[begin SUPPLIED ENTRIES]
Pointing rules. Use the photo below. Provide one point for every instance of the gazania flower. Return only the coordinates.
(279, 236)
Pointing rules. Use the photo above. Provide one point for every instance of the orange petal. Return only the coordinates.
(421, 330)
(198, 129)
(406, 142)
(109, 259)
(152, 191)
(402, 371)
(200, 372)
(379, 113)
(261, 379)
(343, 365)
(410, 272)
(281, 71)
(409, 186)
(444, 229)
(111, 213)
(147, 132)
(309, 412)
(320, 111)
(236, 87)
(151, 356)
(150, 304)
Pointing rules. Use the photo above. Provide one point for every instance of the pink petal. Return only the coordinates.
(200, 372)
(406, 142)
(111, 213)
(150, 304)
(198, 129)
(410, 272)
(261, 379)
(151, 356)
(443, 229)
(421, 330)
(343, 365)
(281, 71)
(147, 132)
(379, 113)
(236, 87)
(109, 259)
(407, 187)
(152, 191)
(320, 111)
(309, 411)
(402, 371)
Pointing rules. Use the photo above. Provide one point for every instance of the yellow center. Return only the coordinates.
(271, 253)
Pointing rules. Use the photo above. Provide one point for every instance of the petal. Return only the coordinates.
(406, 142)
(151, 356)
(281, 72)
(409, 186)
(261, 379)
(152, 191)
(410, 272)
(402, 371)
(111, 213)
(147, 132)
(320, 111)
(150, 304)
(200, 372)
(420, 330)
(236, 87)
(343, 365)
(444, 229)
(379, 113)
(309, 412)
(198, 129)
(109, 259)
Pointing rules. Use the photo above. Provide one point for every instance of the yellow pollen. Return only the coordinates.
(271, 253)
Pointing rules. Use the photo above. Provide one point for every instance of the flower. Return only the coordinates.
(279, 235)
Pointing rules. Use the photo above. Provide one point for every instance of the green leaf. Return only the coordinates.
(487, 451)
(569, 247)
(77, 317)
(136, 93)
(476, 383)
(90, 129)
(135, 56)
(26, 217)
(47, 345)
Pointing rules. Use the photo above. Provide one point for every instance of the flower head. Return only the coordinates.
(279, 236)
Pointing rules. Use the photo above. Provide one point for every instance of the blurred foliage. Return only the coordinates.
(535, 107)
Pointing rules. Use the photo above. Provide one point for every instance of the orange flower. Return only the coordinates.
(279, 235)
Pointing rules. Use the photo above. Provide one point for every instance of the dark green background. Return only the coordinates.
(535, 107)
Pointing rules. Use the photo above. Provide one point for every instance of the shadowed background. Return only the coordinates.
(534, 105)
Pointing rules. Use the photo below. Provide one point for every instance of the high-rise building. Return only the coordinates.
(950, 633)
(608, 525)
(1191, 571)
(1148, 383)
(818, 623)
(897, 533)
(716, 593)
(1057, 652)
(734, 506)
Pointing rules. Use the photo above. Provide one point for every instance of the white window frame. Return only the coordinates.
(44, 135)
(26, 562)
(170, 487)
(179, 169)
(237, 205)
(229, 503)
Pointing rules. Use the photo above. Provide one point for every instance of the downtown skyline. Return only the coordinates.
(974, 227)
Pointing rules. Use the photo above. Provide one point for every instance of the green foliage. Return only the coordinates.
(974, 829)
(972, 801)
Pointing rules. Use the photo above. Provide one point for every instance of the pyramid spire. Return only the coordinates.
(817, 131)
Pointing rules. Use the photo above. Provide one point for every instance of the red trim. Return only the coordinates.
[end SUPPLIED ENTRIES]
**TASK BRIEF**.
Quote the line that contains "frame. Return only the coordinates." and each line after it through the end of the data, exactly, leaving out everything else.

**TASK SOLUTION**.
Pointing rules. Use the photo above. Provide one point for every instance of the white window frame. Return only the coordinates.
(44, 135)
(26, 562)
(170, 487)
(179, 169)
(237, 205)
(229, 503)
Pointing rules. Use the photo above. Provide one point for every instance of the downtown skyline. Return only the coordinates.
(974, 227)
Pointing rules. Use the photo above. Provide one point for every instance of the green foliage. Return only the coordinates.
(974, 829)
(972, 801)
Pointing rules. Use the photo above. Provide one point for every instance of the pyramid spire. Return only the coordinates.
(817, 131)
Pointing rules. Use the photo above. Provide one point for every instance of the red trim. Return only the coordinates.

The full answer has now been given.